▸ **Brief**:
Please set out every line of the items below as a numbered list, with blank lines dropped and the pictures left out.

▸ **Given entries**:
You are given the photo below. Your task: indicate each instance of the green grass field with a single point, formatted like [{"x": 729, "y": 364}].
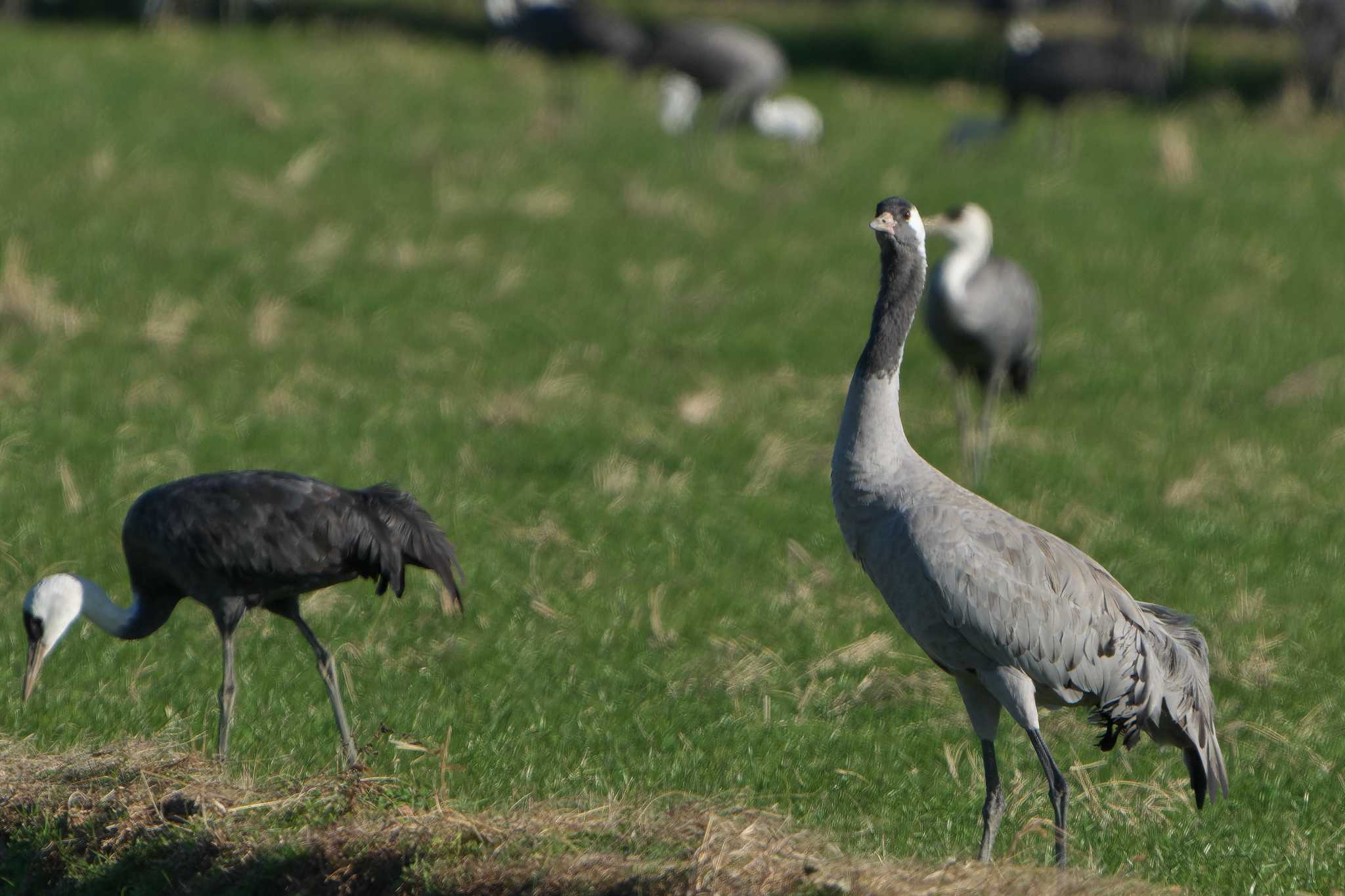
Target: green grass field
[{"x": 611, "y": 364}]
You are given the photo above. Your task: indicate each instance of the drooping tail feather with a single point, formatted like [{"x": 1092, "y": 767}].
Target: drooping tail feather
[
  {"x": 417, "y": 538},
  {"x": 1188, "y": 711}
]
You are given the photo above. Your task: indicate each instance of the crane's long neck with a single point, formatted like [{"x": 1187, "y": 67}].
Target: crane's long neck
[
  {"x": 899, "y": 293},
  {"x": 872, "y": 446},
  {"x": 142, "y": 618}
]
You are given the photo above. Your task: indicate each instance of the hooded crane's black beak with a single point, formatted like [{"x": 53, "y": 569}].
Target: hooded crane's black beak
[
  {"x": 884, "y": 223},
  {"x": 37, "y": 653}
]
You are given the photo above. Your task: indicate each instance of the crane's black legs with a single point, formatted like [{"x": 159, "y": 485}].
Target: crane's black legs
[
  {"x": 993, "y": 812},
  {"x": 227, "y": 620},
  {"x": 327, "y": 667},
  {"x": 988, "y": 409},
  {"x": 984, "y": 712},
  {"x": 1059, "y": 790},
  {"x": 962, "y": 402}
]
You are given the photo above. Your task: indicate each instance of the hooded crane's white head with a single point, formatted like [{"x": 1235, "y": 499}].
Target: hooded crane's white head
[
  {"x": 963, "y": 224},
  {"x": 49, "y": 609}
]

▸ **Solution for this exercise**:
1. You are given the photo below. Your task: indicate each instance of the green grass field with a single point, formatted like [{"x": 729, "y": 364}].
2. Target: green grass field
3. [{"x": 611, "y": 364}]
4. You are given the photo above. Your task: indicate each instance of the drooping tail feather with a single point, formatted like [{"x": 1092, "y": 767}].
5. Target: drooping tail feather
6. [
7.   {"x": 417, "y": 538},
8.   {"x": 1188, "y": 711}
9. ]
10. You are given the photo above. Your task: indicate each instance of the crane's long neck with a single point, formatted like [{"x": 1187, "y": 67}].
11. Target: crane's long neck
12. [
13.   {"x": 899, "y": 293},
14.   {"x": 872, "y": 446},
15.   {"x": 142, "y": 618}
16. ]
17. You are given the photo above. Your task: indicate each instance of the hooded crane's black beak with a single point, formatted like [{"x": 53, "y": 569}].
18. Target: hooded crane's black beak
19. [
20.   {"x": 884, "y": 223},
21.   {"x": 37, "y": 653}
22. ]
23. You are given the photo above. Your task: indicate each instance of the crane's black legs with a single point, formatted like [{"x": 159, "y": 485}].
24. Target: crane's black legs
25. [
26.   {"x": 993, "y": 812},
27.   {"x": 227, "y": 620},
28.   {"x": 327, "y": 667},
29.   {"x": 988, "y": 409},
30.   {"x": 984, "y": 712},
31.   {"x": 1059, "y": 790},
32.   {"x": 962, "y": 402}
33. ]
34. You are given the photo above. Your task: indicate each instance of the hooded crane's white head with a single point, formatted like [{"x": 1235, "y": 499}].
35. Target: hooded crane's white head
36. [
37.   {"x": 963, "y": 224},
38.   {"x": 49, "y": 609}
39. ]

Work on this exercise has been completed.